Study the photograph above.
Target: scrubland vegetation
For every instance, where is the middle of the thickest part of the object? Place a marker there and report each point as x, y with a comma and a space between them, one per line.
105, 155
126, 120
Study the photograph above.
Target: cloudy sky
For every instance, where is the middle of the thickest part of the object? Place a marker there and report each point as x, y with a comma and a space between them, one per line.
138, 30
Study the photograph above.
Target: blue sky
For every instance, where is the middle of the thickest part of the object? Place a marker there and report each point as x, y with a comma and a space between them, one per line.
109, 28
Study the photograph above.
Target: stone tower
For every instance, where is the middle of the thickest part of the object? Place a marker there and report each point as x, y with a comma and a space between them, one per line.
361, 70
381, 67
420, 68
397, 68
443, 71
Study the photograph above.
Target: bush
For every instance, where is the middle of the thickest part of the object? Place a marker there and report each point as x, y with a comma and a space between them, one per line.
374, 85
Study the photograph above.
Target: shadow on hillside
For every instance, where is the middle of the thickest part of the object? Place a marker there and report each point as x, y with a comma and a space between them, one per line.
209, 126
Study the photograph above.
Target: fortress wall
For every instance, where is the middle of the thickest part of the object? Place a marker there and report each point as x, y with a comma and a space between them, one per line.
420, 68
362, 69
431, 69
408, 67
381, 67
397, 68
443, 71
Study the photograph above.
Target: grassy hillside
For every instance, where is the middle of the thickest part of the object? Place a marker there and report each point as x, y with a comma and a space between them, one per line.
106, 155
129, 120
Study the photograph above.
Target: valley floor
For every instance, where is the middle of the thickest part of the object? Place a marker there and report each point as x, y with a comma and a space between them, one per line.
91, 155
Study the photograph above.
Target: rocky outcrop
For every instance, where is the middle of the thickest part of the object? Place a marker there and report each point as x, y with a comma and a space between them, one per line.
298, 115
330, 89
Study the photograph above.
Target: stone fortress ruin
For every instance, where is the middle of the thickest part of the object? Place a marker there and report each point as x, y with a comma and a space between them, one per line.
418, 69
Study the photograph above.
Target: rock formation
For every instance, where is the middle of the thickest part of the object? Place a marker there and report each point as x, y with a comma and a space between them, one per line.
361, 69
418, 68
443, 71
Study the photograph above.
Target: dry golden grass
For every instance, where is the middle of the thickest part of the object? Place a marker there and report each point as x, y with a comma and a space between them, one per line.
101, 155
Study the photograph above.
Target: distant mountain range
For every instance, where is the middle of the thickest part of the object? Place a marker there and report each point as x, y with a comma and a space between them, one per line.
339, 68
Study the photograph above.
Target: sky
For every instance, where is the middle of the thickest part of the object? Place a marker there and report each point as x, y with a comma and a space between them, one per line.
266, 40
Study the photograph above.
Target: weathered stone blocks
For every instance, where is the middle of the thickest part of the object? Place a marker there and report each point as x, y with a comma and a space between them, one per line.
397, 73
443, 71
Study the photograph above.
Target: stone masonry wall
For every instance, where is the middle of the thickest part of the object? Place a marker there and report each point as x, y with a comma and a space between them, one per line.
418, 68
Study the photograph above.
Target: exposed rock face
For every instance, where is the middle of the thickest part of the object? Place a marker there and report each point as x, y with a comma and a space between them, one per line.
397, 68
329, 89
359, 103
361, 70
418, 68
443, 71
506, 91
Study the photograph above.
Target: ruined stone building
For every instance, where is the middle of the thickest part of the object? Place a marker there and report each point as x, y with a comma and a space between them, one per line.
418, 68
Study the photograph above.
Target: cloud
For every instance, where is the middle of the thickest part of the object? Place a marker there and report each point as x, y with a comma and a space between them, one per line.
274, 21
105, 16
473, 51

**Task statement**
Restate every record exactly, leaving nothing out.

**Exercise output**
Study the photograph above.
Target: scrubland vegetation
For every instance, where is the middle of the thickest part of the object? Place a marker there and report each point as x, y with a comma and a space between them, one per line.
105, 155
126, 120
Study the photograph above.
Target: cloudy sky
For every instance, where is the middle of the thickest part of the object? Place a marker there and report each point as x, y with a comma and a space between them, one per line.
138, 30
Study the photograph above.
Target: blue sky
For every instance, where is the middle of the thickest part of the object? Place a marker there and report each point as x, y with a comma and a space between them, one per line.
109, 28
Study the photograph above.
Target: stone tower
For every instance, where is the middle of the thickest part of the object? Place a marker there and report each point as x, y with a comma and a space between them, one per line.
361, 70
381, 67
420, 68
397, 68
443, 71
Study the photograph above.
Target: bush
For every instance, where is the middle of the thickest part of the object? Place a marker there and report each point as x, y with a comma and a space between them, one per line.
374, 85
Study the photograph above.
Target: shadow on hillside
For every instance, where is the middle of the thickest part of the object? Place a marker there and report each point as x, y with a comma and a space between them, one per line.
209, 126
Study the photograph above.
Target: fortress wall
For every instance, where is the middle of the thickest part of the object? Place a marker there and report each point as x, y with a comma and a space between them, one per line.
420, 68
362, 69
431, 69
408, 67
381, 67
397, 68
443, 71
Study the photograph above.
Target: grassy hillside
For every instance, where is the middle of the thickest part of the object? Place a marker there and report each point as x, y with a comma and a space between them, one per line.
106, 155
129, 120
Study the photograph above.
Target: valley floor
For every instance, where is the middle of the thickest part of the object? Place a marker there and report each point as x, y with a comma and a space between them, one per line.
91, 155
Study the photograph above.
Target: rocky outcrop
For every instance, where is the middle of the thickest part of the object? Place a marker there and report each point as x, y with a comma and a space between them, one per line.
298, 115
330, 89
Study the photograph above.
Target: stone fortress ruin
For every instance, where is the middle of the thickest part of the object? Place a marker there and report each point as x, y with a comma and a space between them, one per line.
418, 69
Study the photograph above.
Target: rock formation
For every instance, where is the middle of the thickest part of the object? Place a marker there and report each point as x, y with a comma and a space between them, one per line.
361, 69
418, 68
443, 71
Study the photograph above.
Target: dry golden grass
For every instance, where is the middle of the thickest part of the object? Place a marker there and report each point as x, y with a comma and a space between them, one per line.
101, 155
Study the photograph above.
Target: distant mountain range
For every instance, where is the middle of the thickest part of the object? Place a marker there and report each point as x, y with a comma and a space between them, one per line.
339, 68
Study the photograph above.
Target: sky
For every instance, where is the middle of the thickest part of the object? Place a marker there and report each point as x, y with a comma and a space between them, one per line.
266, 40
Study the photograph above.
Target: weathered stone blocks
For every instance, where is the middle of the thickest part of the object? Place a marker there and report each point as x, y with a comma and a space between them, one per line.
397, 73
443, 71
Study the photograph above.
Target: stone masonry wall
For every instance, where is the middle of the thickest part of the object? Place a marker there and report each point as x, y with a comma and a space between them, one per line.
418, 68
Study the photograph above.
Target: exposed rock face
For every instance, where is the middle of the thickest part of the object? Place a marker there and report each point as x, y with a comma and a space between them, one per line.
397, 68
329, 89
359, 103
361, 70
418, 68
443, 71
506, 91
Study the photograph above.
Target: ruined stone building
For every instance, where is the middle of the thickest part of the object? Place a marker there and report each point as x, y with a comma and a space between them, one per line.
418, 68
Study the photograph above.
Target: cloud
For every instance, where is the middle of the thickest part of the object? Place a marker there and report each point as x, y with a comma and a space between them, one per line.
274, 21
105, 16
473, 51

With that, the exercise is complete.